::: Supplied records

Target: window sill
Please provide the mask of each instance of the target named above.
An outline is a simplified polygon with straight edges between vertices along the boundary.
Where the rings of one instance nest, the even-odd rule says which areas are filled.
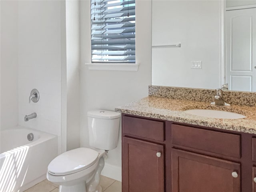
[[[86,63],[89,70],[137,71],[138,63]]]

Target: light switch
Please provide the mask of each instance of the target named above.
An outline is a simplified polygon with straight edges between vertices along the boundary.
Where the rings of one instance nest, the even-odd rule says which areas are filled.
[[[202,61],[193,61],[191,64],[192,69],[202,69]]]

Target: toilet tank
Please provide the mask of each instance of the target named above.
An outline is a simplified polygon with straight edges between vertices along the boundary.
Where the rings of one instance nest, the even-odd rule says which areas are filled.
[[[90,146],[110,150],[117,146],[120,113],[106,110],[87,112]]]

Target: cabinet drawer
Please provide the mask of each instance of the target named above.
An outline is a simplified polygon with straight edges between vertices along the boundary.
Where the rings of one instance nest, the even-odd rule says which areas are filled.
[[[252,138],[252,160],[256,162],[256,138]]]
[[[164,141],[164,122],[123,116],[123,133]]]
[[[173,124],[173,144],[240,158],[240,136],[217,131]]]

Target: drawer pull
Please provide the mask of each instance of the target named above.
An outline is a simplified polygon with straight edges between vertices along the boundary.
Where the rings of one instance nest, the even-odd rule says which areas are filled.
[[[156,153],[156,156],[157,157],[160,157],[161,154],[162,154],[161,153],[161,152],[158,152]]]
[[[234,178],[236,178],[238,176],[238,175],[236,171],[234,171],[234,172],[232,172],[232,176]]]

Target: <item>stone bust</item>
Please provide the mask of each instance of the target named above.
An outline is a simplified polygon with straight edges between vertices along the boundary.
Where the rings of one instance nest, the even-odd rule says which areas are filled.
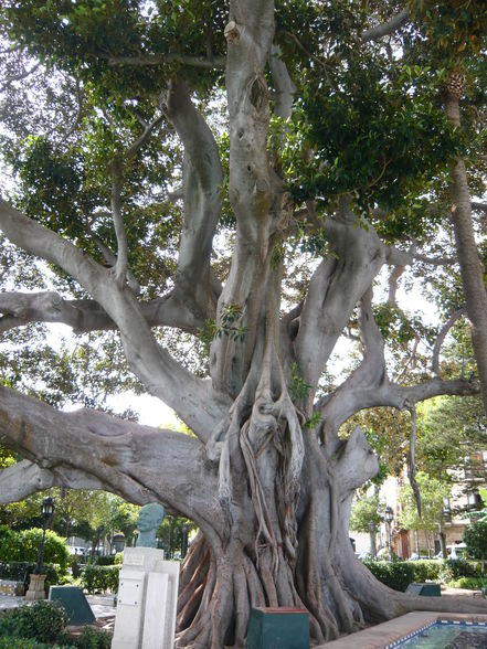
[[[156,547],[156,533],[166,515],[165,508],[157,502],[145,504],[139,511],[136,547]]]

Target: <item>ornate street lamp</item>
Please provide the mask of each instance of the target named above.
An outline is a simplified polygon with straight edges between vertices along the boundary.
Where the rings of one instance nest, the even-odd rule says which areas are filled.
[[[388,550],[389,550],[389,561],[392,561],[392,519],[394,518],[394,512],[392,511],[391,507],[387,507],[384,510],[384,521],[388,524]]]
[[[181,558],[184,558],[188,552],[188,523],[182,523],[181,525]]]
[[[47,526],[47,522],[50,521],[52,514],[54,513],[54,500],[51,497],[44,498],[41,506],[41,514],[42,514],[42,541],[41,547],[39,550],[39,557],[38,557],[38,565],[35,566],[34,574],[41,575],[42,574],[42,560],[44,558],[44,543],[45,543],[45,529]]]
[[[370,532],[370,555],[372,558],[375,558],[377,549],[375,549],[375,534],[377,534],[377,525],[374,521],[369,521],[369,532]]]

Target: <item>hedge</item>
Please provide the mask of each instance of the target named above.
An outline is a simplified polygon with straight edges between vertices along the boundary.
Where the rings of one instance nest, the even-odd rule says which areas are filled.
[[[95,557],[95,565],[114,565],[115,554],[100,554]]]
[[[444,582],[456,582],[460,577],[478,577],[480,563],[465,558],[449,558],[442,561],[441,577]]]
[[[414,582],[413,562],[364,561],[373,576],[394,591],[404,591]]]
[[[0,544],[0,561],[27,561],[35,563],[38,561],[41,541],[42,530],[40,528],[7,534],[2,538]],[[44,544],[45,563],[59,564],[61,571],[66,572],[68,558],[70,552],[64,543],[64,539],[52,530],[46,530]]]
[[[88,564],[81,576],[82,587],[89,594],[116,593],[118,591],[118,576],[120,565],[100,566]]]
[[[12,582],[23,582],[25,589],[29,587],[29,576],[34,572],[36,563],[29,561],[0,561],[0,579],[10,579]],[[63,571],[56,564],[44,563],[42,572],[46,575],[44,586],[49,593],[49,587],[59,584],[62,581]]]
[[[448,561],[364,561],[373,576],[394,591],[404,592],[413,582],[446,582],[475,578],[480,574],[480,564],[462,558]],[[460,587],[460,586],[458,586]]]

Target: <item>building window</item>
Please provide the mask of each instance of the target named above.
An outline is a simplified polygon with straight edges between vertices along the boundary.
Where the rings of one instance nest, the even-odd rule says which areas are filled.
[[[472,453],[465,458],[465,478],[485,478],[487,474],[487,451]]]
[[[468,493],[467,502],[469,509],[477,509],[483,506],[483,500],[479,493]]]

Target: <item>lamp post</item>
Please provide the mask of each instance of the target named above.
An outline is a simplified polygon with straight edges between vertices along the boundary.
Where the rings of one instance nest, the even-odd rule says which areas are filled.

::::::
::: Supplied records

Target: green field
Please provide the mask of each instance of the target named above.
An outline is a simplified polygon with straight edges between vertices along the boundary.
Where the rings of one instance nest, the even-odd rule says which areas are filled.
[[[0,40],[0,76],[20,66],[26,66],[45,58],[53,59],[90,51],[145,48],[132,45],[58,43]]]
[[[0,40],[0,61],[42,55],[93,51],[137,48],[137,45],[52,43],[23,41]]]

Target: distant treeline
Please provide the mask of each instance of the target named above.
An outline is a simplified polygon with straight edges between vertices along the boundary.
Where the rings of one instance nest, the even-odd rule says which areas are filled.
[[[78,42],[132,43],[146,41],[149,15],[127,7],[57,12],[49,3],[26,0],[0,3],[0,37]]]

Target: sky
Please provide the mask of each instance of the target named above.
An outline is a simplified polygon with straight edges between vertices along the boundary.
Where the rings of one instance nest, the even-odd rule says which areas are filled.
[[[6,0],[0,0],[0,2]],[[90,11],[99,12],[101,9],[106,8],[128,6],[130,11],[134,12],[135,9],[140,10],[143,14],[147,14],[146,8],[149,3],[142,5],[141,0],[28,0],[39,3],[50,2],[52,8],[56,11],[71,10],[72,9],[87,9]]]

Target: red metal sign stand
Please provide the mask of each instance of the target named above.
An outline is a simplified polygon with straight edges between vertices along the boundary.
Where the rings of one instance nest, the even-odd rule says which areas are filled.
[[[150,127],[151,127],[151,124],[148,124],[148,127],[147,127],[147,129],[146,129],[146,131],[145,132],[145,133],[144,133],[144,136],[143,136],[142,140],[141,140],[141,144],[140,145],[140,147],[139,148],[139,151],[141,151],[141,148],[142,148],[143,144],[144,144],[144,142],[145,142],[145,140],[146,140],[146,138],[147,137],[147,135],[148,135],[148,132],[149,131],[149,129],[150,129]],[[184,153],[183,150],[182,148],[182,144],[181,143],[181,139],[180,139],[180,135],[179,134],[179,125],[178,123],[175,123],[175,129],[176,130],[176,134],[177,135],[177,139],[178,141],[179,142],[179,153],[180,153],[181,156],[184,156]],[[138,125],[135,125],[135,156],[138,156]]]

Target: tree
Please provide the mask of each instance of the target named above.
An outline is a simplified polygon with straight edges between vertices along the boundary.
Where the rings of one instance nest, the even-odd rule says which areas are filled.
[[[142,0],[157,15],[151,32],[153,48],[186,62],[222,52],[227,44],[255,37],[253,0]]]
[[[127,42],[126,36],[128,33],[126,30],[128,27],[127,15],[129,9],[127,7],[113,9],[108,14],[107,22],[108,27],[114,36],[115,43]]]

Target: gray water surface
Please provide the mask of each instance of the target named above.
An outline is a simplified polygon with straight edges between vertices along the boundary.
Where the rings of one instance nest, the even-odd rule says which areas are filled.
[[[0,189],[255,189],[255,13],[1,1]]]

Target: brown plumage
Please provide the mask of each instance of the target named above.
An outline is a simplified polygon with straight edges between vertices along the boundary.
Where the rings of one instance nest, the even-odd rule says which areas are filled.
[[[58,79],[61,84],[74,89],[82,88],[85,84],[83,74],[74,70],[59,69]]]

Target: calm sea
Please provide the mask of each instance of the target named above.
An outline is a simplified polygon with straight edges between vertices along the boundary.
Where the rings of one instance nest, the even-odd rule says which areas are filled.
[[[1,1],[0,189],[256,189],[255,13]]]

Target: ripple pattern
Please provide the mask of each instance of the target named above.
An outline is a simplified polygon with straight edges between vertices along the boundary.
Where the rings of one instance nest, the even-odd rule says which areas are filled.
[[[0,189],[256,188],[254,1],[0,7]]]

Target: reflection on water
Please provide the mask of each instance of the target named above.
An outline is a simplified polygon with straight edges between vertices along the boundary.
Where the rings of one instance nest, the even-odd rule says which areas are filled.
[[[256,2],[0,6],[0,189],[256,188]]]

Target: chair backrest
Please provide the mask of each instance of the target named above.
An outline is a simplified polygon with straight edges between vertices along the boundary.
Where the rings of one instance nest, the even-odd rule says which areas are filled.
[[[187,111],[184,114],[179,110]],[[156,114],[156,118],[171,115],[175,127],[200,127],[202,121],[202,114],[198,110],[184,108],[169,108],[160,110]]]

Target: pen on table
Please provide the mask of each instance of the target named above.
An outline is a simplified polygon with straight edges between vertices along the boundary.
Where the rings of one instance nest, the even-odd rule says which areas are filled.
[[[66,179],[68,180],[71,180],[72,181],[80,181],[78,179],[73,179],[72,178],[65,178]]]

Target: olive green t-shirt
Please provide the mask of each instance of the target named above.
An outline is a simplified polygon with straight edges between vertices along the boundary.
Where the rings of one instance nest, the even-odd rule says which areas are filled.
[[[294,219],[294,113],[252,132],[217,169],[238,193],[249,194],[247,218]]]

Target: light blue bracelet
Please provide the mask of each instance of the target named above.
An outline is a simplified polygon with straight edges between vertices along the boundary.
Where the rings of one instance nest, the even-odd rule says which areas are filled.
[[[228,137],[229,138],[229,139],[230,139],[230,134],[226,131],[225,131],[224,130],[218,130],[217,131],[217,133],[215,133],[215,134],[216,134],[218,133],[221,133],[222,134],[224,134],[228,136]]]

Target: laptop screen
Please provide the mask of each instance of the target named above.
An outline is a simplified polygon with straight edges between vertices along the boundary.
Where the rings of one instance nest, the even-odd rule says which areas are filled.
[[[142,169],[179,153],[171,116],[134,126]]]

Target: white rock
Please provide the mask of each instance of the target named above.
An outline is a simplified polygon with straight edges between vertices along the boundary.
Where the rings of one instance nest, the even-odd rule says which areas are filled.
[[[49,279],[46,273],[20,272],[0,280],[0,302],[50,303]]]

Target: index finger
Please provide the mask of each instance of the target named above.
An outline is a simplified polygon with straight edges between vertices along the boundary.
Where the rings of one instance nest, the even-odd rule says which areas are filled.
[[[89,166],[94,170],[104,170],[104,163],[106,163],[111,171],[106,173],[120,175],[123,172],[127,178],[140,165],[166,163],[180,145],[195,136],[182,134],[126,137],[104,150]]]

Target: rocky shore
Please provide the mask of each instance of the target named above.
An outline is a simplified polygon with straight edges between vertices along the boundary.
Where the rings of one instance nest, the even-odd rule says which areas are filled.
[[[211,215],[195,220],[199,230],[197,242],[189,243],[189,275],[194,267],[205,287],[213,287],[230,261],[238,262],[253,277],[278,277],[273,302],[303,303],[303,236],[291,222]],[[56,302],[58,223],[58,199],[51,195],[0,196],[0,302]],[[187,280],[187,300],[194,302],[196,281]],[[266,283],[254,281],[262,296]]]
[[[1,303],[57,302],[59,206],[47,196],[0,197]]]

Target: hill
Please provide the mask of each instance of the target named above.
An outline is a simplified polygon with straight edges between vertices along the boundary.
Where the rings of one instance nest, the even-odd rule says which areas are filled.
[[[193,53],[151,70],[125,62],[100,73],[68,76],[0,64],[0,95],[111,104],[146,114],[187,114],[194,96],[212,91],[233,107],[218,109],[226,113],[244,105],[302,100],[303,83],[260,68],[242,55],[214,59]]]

::::::
::: Supplied records

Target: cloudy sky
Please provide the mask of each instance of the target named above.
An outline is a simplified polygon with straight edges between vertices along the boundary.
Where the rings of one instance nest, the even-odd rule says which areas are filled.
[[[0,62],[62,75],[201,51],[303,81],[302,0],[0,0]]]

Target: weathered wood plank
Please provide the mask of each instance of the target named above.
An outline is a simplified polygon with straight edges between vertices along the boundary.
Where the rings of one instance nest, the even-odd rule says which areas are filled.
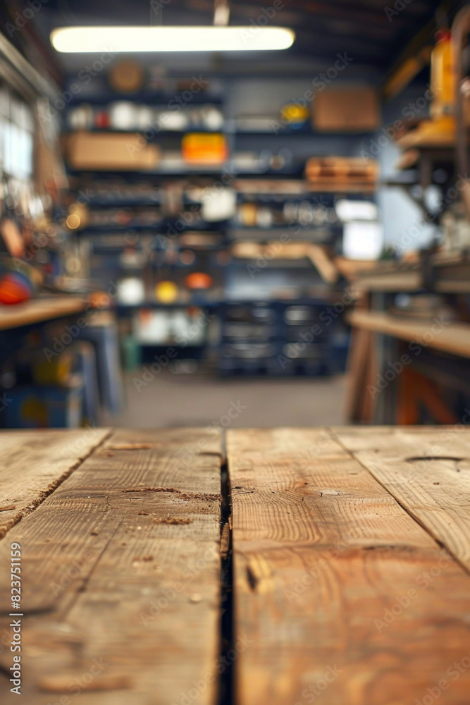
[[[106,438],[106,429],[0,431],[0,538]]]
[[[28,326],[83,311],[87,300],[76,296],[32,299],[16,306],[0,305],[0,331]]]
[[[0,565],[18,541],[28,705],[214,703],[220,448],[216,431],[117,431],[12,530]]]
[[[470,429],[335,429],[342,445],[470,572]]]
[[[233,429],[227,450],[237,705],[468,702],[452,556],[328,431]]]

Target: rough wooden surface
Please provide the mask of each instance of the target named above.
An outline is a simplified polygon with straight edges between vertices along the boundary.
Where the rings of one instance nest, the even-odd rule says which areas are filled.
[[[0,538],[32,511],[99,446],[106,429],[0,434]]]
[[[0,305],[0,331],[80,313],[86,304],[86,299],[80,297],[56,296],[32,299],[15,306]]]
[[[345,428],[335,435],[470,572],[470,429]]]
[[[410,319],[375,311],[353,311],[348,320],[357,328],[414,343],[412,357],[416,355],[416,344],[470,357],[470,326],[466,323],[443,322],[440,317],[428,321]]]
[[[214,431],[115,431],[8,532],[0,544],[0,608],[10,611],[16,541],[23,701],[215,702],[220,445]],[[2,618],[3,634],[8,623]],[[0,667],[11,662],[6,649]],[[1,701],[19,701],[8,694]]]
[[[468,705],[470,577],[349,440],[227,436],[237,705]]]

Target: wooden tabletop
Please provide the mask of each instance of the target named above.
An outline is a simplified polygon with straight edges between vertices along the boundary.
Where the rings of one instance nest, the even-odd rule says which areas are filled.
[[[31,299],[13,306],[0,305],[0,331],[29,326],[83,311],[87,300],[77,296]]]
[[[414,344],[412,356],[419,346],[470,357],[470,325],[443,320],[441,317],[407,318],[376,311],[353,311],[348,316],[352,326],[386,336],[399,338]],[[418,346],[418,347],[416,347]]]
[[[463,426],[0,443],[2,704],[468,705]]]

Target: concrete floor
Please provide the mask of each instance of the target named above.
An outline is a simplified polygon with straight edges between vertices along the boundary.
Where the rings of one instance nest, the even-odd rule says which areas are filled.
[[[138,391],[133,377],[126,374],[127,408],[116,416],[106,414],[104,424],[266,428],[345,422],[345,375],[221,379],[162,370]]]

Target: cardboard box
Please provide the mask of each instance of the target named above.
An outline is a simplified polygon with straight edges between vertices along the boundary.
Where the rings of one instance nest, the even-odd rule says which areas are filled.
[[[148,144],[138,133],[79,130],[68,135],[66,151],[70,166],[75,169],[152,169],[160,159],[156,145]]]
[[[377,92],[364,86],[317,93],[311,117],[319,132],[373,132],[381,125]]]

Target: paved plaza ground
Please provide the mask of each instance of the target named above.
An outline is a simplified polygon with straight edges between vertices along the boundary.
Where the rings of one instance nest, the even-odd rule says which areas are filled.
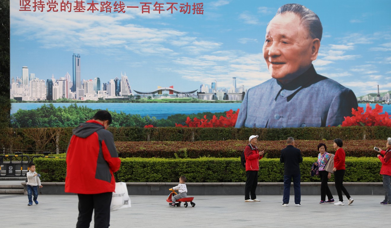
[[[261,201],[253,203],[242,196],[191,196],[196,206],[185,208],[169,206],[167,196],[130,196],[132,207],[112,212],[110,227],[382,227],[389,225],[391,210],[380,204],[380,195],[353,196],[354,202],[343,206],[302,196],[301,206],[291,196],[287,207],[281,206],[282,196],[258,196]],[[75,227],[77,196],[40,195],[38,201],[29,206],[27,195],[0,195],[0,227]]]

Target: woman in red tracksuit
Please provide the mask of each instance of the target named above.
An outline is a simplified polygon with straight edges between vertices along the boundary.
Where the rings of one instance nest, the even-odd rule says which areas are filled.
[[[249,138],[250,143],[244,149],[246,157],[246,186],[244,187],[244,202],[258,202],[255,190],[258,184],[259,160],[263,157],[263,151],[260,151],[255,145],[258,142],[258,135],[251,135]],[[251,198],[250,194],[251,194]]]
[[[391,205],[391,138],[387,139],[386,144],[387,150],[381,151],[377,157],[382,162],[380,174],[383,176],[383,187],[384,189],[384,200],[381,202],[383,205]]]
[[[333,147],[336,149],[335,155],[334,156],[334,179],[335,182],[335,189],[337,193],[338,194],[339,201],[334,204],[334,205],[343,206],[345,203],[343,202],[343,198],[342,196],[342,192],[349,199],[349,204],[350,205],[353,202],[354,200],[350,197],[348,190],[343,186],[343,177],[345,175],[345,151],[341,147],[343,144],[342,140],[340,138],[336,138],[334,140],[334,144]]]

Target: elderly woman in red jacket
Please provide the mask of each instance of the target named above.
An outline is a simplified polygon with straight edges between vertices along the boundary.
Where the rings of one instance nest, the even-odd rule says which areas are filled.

::::::

What this task involves.
Which lines in the material above contain the string "green"? Pick out each one and copy it in full.

Exercise answer.
Target: green field
Target: olive green t-shirt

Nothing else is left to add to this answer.